*Assignment:* Repeat the data precisely as given.

*Records:*
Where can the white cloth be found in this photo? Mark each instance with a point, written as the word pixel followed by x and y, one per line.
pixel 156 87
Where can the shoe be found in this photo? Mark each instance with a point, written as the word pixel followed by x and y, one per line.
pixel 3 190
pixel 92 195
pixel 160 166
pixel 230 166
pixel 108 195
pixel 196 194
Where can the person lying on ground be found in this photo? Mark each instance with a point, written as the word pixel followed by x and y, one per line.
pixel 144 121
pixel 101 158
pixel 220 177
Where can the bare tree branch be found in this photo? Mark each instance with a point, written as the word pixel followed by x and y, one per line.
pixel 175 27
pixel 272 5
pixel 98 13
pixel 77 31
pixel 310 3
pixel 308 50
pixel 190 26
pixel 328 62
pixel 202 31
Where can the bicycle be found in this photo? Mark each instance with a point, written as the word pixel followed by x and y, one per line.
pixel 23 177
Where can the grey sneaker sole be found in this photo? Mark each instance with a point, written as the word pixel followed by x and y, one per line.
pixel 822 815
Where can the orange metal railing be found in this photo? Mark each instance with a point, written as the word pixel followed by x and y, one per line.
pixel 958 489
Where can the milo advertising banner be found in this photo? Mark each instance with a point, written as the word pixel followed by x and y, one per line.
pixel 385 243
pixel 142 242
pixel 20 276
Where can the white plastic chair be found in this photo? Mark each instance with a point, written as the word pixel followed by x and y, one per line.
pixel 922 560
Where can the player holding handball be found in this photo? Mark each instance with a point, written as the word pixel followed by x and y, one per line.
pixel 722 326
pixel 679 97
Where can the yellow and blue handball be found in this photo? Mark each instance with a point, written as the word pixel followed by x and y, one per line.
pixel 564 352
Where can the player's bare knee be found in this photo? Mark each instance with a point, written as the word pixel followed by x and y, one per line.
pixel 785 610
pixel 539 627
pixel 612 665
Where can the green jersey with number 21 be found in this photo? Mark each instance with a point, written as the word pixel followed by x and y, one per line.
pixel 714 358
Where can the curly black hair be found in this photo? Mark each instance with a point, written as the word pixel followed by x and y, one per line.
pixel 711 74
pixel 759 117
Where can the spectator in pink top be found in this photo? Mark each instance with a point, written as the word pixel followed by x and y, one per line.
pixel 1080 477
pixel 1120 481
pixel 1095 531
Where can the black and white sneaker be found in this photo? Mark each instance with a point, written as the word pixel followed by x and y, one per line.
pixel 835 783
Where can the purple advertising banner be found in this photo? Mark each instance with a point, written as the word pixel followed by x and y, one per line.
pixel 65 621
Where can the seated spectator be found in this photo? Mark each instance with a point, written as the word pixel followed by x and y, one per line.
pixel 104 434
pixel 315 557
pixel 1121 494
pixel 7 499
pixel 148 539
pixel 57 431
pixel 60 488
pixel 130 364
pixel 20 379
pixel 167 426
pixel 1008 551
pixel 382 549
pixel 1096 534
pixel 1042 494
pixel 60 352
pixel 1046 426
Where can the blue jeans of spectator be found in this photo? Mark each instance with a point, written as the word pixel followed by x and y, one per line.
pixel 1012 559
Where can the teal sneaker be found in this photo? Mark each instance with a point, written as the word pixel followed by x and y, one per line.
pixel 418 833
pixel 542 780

*The answer:*
Where can the white cloth be found in this photo? Mark each instance with a point, written as the word pixel followed by x and y, one per line.
pixel 156 87
Where can the shoe be found in this photo? Mark each instance with a point, written as the word pixel followed by x and y, one per line.
pixel 3 190
pixel 92 195
pixel 160 166
pixel 230 166
pixel 108 195
pixel 196 194
Where can the person lying on ground be found in this photo? Mark each instance with a point, written as the word pixel followed by x and y, one per line.
pixel 144 121
pixel 101 158
pixel 220 177
Where can the bare tree branch be found in this photo? Mark each instance with a point, written as the word pixel followed by x and y, one per line.
pixel 175 27
pixel 272 5
pixel 98 13
pixel 77 31
pixel 310 3
pixel 308 50
pixel 190 26
pixel 328 62
pixel 202 31
Where can the bicycle be found in this photo? Mark each instance with a point, written as the word pixel followed by x and y, one per line.
pixel 23 177
Where can the grey sneaker sole be found in this photo? Mark each instance with a point, written as the word pixel followed by x and y, one per line.
pixel 822 815
Where can the orange metal railing be found in this photo? Mark each instance with a point, written as the word pixel followed by x and y, one per line.
pixel 958 489
Where can the milo advertising banner be found in this photo? Mark each instance with a point, written as the word pixel followed by x and y, one per line.
pixel 385 243
pixel 142 242
pixel 20 276
Where can the white plastic chair be found in this photo? Mark each instance with a point, written as the word pixel followed by x and y, one per line.
pixel 922 560
Where can the player holding handball be found in this photo? Mark each instance with a point, written as the word pixel followed by x and y, one per line.
pixel 722 326
pixel 679 97
Where can the yellow and blue handball be found in this photo? Mark each instance with a point, written as the word pixel followed by x and y, one per line.
pixel 564 352
Where can the player's bare knee be found in this photo? Mark each instance with a point, written as the word pixel followed by x and y, one per line.
pixel 785 610
pixel 539 627
pixel 612 665
Where can the green jersey with number 21 be found in this photo? Mark each instance with a point, written as the word pixel followed by x and y, one per line.
pixel 714 358
Where can the curly black hair be found in this photo? Mark each instance with a point, written as the word pixel followed by x and y, one per line.
pixel 711 74
pixel 759 117
Where can the spectator in pink top be found in this photo? Mark each instance with a point, written as the word pixel followed by x and y, one per line.
pixel 1080 477
pixel 1120 481
pixel 1095 531
Where can the black and white sneaker be found in this photo? Mark each instance with a point, written as the word pixel followed by x and y, one per line.
pixel 835 783
Where can the purple advertising banner be found in this photo? Mark each instance with a point, written as the word pixel followed by x and y, one per line.
pixel 65 621
Where can the seated spectator be found in this photo? Mark each instance with a point, written as the word pixel followed by x and y, one per line.
pixel 104 434
pixel 315 557
pixel 1121 494
pixel 7 499
pixel 148 539
pixel 57 431
pixel 60 488
pixel 130 364
pixel 20 379
pixel 167 426
pixel 1008 551
pixel 382 549
pixel 1096 534
pixel 1042 494
pixel 60 352
pixel 1046 426
Where can the blue jeans of spectator be found in this photo? Mark each instance with a point, written as the word pixel followed by x and y, one per line.
pixel 1012 559
Where can the teal sneaker be found in this photo? Mark each instance with a point, written as the word pixel followed by x and y, one per line.
pixel 418 833
pixel 542 780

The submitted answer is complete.